Passage:

## Begin

Although ‘OPEC Alliance’ countries (producers co-operating with latest output cuts) will not be attending the Vienna talks in a formal capacity, behind-the-scenes dialogue has been ongoing all the while.

With Iranian and Russian ministries having met up in January to discuss Russia extending its production cuts into next year and Saudi Arabia sending their foreign minister to Iraq (which was included in its latest production agreement) with a view to including Iraq in possible future production ceilings yet to be agreed.

Traders have been pointing out that there is no evidence to show that last November’s accord between OPEC and OPEC Alliance countries made any impact. Although it is true enough that crude prices have flat-lined since November (having jumped in the weeks running up to the accord), conversely there is also no sign the accord has not worked. The agreed cuts were modest, the first in over nine years and also the first of their kind in that they included several non-OPEC producers.

OPEC ministers are possibly playing a long game, with modest but universally-orchestrated limits in output, to be increased methodically rather than in any way likely to destabilise the market, and we would need to wait and see if and what OPEC ministers decide on in April before one can second-guess the success or otherwise of last November’s accord. The pace of oil price recovery has, however, been muted. This may or may not be connected to the delays to the public listing of Saudi Aramco, ostensibly due to ‘complexities in the structure’ of the company flotation plan.

The mooted delay (up to 18 months) may reinforce scepticism about the expected speed of any oil price recovery, if this reflects the kingdom’s pessimism of the accord holding together. The value of the share offering is estimated at over £2 trillion and clearly very sensitive to prevailing oil prices. If market estimates are correct, the new company is valued at 20 times the capitalisation of the next largest oil major, ExxonMobil. It is conceivable that there have been worries that the oil market might not recover in time and these may have played a factor in the delay, although that itself is pure speculation. The Vienna meeting April could though be a turning point, in either direction.

## End

Dataset rows:
## Begin

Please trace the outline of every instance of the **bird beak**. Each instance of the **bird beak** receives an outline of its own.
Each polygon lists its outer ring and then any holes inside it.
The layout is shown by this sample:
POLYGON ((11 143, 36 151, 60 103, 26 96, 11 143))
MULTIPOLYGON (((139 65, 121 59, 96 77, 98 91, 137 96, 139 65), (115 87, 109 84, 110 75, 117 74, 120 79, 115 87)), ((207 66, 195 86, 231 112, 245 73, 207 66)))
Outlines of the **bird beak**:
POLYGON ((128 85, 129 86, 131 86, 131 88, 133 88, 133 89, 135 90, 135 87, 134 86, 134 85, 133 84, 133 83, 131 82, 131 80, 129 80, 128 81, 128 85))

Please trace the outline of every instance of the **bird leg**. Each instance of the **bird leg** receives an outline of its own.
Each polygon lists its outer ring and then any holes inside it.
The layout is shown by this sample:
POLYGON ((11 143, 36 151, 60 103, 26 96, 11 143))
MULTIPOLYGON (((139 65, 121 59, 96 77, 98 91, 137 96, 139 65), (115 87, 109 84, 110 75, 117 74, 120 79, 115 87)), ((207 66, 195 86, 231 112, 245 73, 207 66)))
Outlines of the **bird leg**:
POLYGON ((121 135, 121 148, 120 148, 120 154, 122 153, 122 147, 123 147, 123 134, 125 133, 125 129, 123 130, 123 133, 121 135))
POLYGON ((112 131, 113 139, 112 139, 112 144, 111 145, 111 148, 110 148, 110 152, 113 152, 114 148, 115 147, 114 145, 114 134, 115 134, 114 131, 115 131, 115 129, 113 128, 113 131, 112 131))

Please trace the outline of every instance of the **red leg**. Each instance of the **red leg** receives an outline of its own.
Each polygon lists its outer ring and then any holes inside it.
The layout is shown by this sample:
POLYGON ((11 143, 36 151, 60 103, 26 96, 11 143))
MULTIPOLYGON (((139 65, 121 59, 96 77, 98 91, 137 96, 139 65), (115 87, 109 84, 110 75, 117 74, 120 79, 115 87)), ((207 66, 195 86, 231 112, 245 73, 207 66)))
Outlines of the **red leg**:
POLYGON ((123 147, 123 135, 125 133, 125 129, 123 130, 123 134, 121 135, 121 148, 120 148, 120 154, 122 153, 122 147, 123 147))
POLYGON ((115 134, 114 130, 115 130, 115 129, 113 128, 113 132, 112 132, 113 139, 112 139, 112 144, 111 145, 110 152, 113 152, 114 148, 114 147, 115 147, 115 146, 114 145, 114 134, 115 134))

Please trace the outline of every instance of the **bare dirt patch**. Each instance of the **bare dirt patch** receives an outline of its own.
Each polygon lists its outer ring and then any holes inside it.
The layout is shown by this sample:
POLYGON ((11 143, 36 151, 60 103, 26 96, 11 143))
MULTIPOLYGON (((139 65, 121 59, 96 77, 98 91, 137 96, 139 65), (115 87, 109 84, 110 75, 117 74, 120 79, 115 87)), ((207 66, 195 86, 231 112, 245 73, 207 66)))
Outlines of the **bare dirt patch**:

## End

What to work on:
• 1. Can you print the rows word for word, from their first line through the line containing "POLYGON ((128 85, 129", with both ends included?
• 2. Could you carry on the passage about the OPEC accord and oil prices from its final sentence onward?

Results:
• 1.
Please trace the outline of every instance of the **bird beak**. Each instance of the **bird beak** receives an outline of its own.
Each polygon lists its outer ring and then any holes inside it.
The layout is shown by this sample:
POLYGON ((11 143, 36 151, 60 103, 26 96, 11 143))
MULTIPOLYGON (((139 65, 121 59, 96 77, 98 91, 137 96, 139 65), (115 87, 109 84, 110 75, 117 74, 120 79, 115 87)), ((207 66, 195 86, 231 112, 245 73, 207 66)))
Outlines of the **bird beak**:
POLYGON ((128 85, 129 86, 131 86, 131 88, 133 88, 133 89, 135 90, 135 87, 134 86, 134 85, 133 84, 133 83, 131 82, 131 80, 129 80, 128 81, 128 85))

• 2.
With this week being CERA Week in Houston, perhaps we can expect the annual splash of shale stories over the next few days.  While shale drilling should place a price ceiling on any sustained oil price recovery, as pointed out in past issues of Energy Highlights, shale plays are generally short-term and expensive. Oil prices could comfortably ratchet up to $75/bbl or beyond before shale and higher-cost conventional oil output starts to kicks-in. Either way, the oil market will never loose its capacity to take people by surprise.

Natural Gas

The forward-year gas contract finished the first two months of the year off 10%, closing below 45p per therm. This reflects the view held by most traders of a fundamentally well-supplied market with a spate of further LNG export projects set to come online this year and next, many landing at European terminals.

Notable supplies include projects in Australia and South East Asia, although shale gas from the Americas will have a role will to play too. The UK market recently saw shale gas imports from the Peruvian jungle due for landing at Milford Haven shortly before going to press, and this healthy looking forward supply-picture has been helped along by Japan.

The country has gradually been releasing more and more gas on to the world spot market: the LNG contracts it had bought up in the immediate aftermath of Fukushima. This may have contributed to (or certainly given the impression of) an ‘LNG glut’.

The demand-side also paints a weak picture, with limited demand-call from generators and industry. However, there are some bullish signs on the horizon too. Geo-politics have recently turned adverse, with under-the-radar conflict areas in Russian-Ukraine and even the South China Sea among the potential supply-area worries.

However, any sustained uplift in gas prices is perhaps most likely to occur as a result of an indexation and long-term contracts issue. Indexation to crude prices still has the propensity to push prices up, with much of the piped and LNG sold across Europe still covered by these clauses. Within these contracts, even where oil and petroleum product indices may have seen their price-impact reduced or possibly removed altogether over the last 20 years, these price escalators indices have in most cases simply been substituted for producer price indices, which have recently been rising faster than oil prices themselves.

In fact, over the last five months alone, UK producer prices have been rising at annualised rates well over 10% according to estimates provided by industry trade associations. These will ultimately soon be reflected in official government statistics and will later directly influence gas contract prices, where the indexation effects can be lagged for six to nine months or, in unusual cases, even longer.

Prospect Law and Prospect Advisory provide legal and business consultancy services for clients involved in the infrastructure, energy and financial sectors.

This article remains the copyright property of Prospect Law and Prospect Advisory and neither the article nor any part of it may be published or copied without the prior written permission of the directors of Prospect Law and Prospect Advisory.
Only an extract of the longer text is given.